• Data supplied:
=====

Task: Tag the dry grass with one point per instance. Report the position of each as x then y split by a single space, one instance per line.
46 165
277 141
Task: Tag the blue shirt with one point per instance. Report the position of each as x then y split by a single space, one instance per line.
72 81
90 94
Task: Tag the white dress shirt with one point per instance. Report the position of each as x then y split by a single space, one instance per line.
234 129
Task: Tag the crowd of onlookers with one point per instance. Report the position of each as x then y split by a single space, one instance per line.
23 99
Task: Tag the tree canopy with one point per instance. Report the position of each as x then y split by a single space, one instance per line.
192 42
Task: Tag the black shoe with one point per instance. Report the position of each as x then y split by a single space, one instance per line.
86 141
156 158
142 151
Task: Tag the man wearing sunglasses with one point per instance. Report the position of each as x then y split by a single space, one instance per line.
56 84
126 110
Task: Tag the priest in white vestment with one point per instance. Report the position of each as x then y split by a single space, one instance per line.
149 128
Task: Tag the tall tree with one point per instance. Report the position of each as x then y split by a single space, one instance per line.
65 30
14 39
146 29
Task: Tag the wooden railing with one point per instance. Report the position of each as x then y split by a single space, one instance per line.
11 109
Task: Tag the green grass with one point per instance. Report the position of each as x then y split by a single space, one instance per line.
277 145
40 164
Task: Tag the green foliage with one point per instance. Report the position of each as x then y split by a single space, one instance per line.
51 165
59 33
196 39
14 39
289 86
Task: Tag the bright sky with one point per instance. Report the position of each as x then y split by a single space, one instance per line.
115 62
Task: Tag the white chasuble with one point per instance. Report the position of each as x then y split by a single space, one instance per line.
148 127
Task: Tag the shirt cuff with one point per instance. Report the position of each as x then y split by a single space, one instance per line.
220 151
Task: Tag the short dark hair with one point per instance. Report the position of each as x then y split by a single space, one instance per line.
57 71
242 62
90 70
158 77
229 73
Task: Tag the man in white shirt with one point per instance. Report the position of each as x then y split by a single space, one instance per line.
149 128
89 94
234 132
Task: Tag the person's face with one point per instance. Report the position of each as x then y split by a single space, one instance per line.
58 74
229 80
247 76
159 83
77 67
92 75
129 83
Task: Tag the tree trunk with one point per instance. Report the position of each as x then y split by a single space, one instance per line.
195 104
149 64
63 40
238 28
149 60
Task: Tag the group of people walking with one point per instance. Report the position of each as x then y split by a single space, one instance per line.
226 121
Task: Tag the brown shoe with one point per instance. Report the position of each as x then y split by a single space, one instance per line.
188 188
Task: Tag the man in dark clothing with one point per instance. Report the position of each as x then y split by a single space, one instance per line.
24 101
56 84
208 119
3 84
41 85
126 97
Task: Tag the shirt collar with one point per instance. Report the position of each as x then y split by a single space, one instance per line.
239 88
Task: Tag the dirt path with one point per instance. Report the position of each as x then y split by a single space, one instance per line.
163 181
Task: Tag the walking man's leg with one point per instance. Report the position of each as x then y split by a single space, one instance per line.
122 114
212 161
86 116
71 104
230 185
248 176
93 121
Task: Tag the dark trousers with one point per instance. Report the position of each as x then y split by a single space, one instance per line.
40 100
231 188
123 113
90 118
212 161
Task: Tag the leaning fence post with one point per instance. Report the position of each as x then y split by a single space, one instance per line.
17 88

=====

• Goal of the exercise: Retype each entry exactly, missing none.

• Solution to the problem:
Task: Tag the dry grass with one point per instance. Report the position of each as x then y split by a single space, one instance per line.
46 165
277 141
Task: Tag the blue shirt with one point per instance. Report the position of each as x then y split by a single space, one instance per line.
72 81
90 94
Task: Tag the white dress shirt with one point per instance. Report the position of each as x then y split by a single space, one instance per line.
234 129
Task: Tag the crowd of onlookers with one point per instance. Report the position of each as x then y split by a single space, one instance per line.
23 99
Task: Tag the tree canopy with one point per instance. Report the position of each as x then y split by a single space, one instance per line.
192 42
Task: Tag the black shoe with one point per instance. Report the position of each as x then y split by a single space, one instance per line.
86 141
156 158
142 151
Task: Tag the man wearing sunglasses with one point per instance. Report the position of each as x then y split by a single space, one instance per line.
56 84
126 110
Task: Tag the priest in white vestment with one point per instance. Report the position of each as x then y split by a single space, one instance per line.
149 128
Task: Tag the tall tree with one point per instance. Report the position of each as x then y split by a single space, one instance per line.
65 30
14 39
146 29
Task: Tag the wooden railing with one point per instance. Report the position of each as x then y split by a single space, one instance per line.
11 109
Task: Tag the green grass with one point per instance. Report the position of each as x then y split by a single space, one instance per line.
277 145
40 164
Task: Tag the green foliage with one point per instance. Report the position of each as x then y split by a single space, one instance per line.
51 165
59 33
196 39
14 39
289 86
Task: Tag the bright sky with one point per instance. Report the position of each as x then y split by a single space, one instance per line.
115 62
Task: Tag the white chasuble with one point per instance. Report the position of each as x then y split by a single space, one instance per line.
148 127
Task: Tag the shirt cuff with one point per instance. Report the position of each as x then y split by a single space, one instance per line.
220 151
Task: Tag the short dark hair with one point per instance. Report the position of each as x then y split by a single space, one instance per line.
57 71
242 62
90 70
158 77
229 73
Task: Tag the man in white shirt with one point per instance. Report the position of each as x then y split by a single space, one instance per line.
149 128
89 94
234 132
Task: Tag the person's face with one point per instance. Report the position of each as x then y split by a single space, one instance per line.
58 74
229 80
247 76
159 83
77 67
92 75
129 83
Task: Tag the tree trunk with one point per instance. Report the position of each as x then y split by a single space, one instance per line.
195 104
149 64
63 40
238 28
149 60
Task: Tag the group of people walking with one point per instance. Report the position of each as x then y split by a single space, one instance per line.
226 121
Task: Tag the brown shoe with one point per instance. Report the position of each as x then y split by a single space, one instance per line.
188 188
Task: Tag the man in dark clothing with one point per instance. Report the position of each as x then y split by a single space, one instance per line.
24 101
56 84
208 119
3 84
41 85
126 97
Task: Tag the shirt collar with one point per instance. Report the position of each as x then y split by a single space, one instance per line.
239 88
Task: Tag the dirt path with one point per instance. Report the position of each as x then y split by a single space, one instance per line.
163 181
Task: Tag the walking man's leg with one point per instance. Report the position of each as x then y split by a single space, one instance per line.
122 114
212 161
86 116
71 104
230 185
248 176
93 121
Task: Tag the dark trousers with one point per instance. Report the position of each as x then y split by a single space, one instance per line.
40 100
231 188
123 113
90 118
212 161
Task: Tag the leaning fence post with one point per instance. Report the position of each as x then y split by a single space, one instance per line.
17 88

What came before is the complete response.